* **Aim**
Report every line of the data below that contains the word "each", copying those lines in full.

* **Materials provided**
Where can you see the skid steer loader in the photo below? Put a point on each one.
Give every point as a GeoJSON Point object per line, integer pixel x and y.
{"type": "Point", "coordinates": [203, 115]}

==

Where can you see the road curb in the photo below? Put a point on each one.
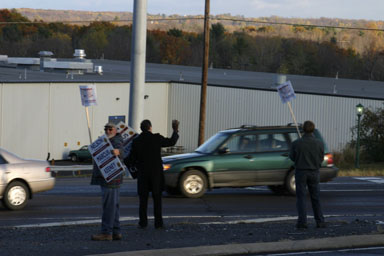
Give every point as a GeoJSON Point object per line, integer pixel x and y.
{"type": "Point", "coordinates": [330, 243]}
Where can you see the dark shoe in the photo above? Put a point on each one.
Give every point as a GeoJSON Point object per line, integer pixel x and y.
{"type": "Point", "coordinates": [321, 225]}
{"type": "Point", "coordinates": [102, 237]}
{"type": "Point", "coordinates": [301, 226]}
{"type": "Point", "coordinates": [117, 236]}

* **Output for this exercise**
Where can you see the skid steer loader in the photo below? Put a point on each one.
Where can you see the road curb in the photo below? Put a point on each one.
Where can you see the dark shoe in the photo above? Put a point on each one.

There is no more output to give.